*Job*.
Can you continue the forum thread below, the one about getting a custom VTT caption file to show up as the Stream transcript, starting after its last post?

Forum Discussion
Matt Cannady
May 03, 2018Copper Contributor
How to get custom vtt subtitle or caption file to show up in the transcript window and be searchable
Marc Mroz, We've been looking at using Stream for internal technical videos and were also disappointed with the auto-transcription. We now have a hand crafted transcription file to use with our video...
- May 04, 2018
Ok... I finally figured out what was going on after lots of trial/error and closer looking at the problematic VTT files.
It turns out Stream will not parse the VTT file uploaded in the caption section and turn it into the transcript if there is a line in the file that has no elapsed duration/gap between the time codes. For example like this:
00:16:24.490 --> 00:16:24.490 keep falling apart.
If you change the time codes so there is a time gap between them, it works fine. Like this:
00:16:24.490 --> 00:16:24.491 keep falling apart.
So for the example VTT file you sent, there is actually 2 lines in the file where there is no gap in the time codes. I updated these 4 lines in your file to ensure there is gap and the subsequent line also starts at the new time. Once I did that your custom VTT file works correctly and shows up as the transcript. (See the attached file below that is the fixed VTT, to try yourself.)

*Data section*.
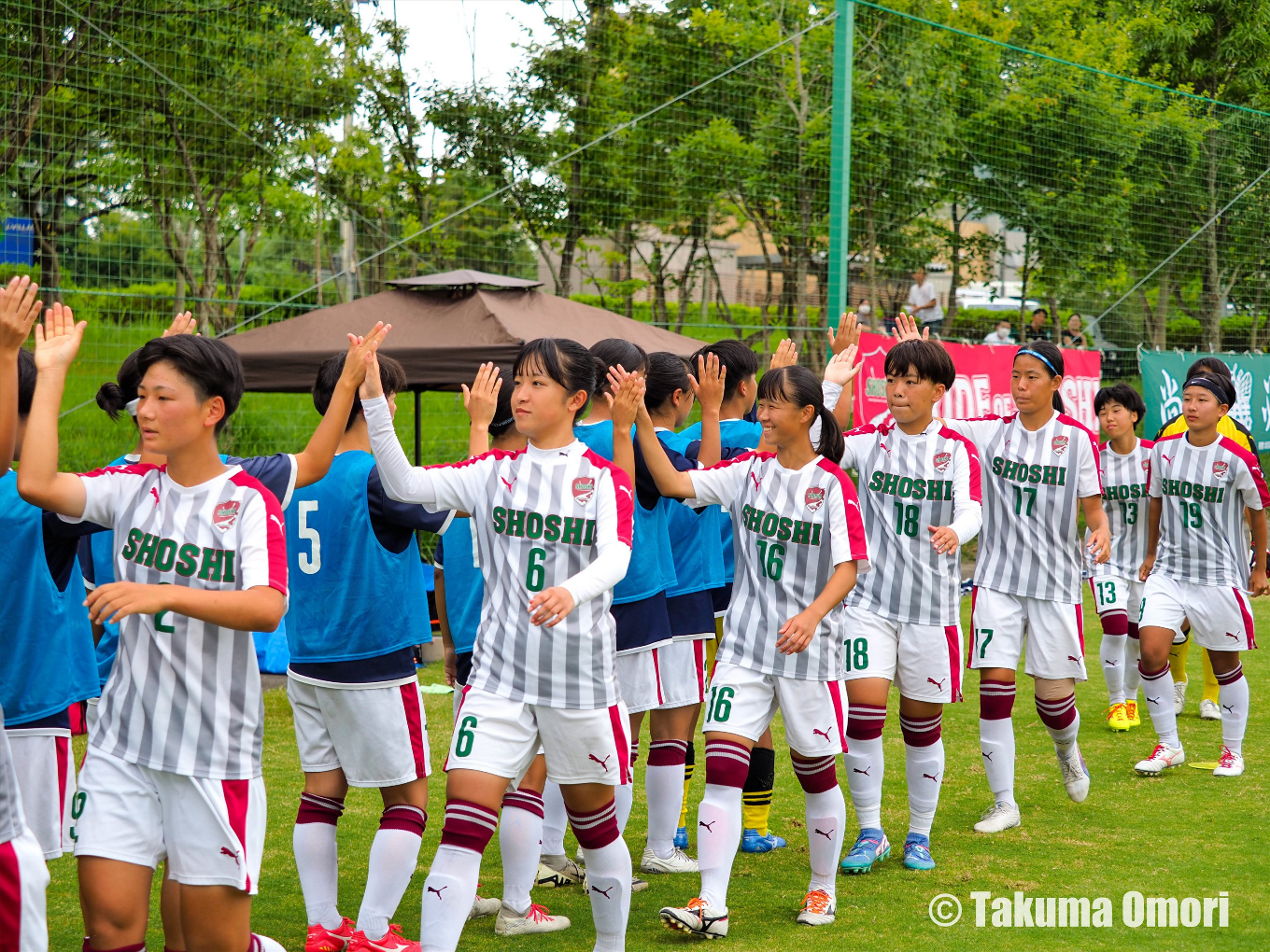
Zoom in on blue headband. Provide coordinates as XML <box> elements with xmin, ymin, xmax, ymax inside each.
<box><xmin>1015</xmin><ymin>348</ymin><xmax>1063</xmax><ymax>377</ymax></box>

*Reply*.
00:16:24.490 --> 00:16:24.491 keep falling apart. 00:16:24.491 --> 00:16:26.890 THE WITNESS: 417? 00:41:07.740 --> 00:41:07.741 read it. 00:41:07.741 --> 00:41:21.720 (Requested portion of record read.)
I'll file a bug on our side in Stream to fix this issue so that our parsing logic still works even if there are lines in the VTT with the beginning/ending time codes the same. I don't know how easy/hard this will be to fix on our side.
Matt Cannady
May 04, 2018Copper Contributor
Marc Mroz - I downloaded an autocaption vtt for a different video, then reuploaded that video with the autogenerated vtt as the english caption and the transciption box is present immediately.
This may be due to the tagged text in the MS auto vtt? Each time coded line of text in the autogenerated file has a line of text that appears to be an ID, possibly to track changes in your dictionary system? It may be something else though. Is this "pre-line" necessary in the custom caption uploads for transcription and search?
MS autogenerated caption line:
ad5b06c8-5bed-4975-b4e9-9683811d8b22
00:00:19.650 --> 00:00:24.380
start another way what we're really talking about today is reconstruction about present-day
Converted smi to vtt:
00:06:49.730 --> 00:06:52.070
of view closed, anyway, I figured I'd just go through
As a side note, the attempt I referenced earlier to upload the same problem video but with autogenerated transcription immediately gives me the option of opening the transcription box, but notifies me that the transcription is not ready yet, as it should.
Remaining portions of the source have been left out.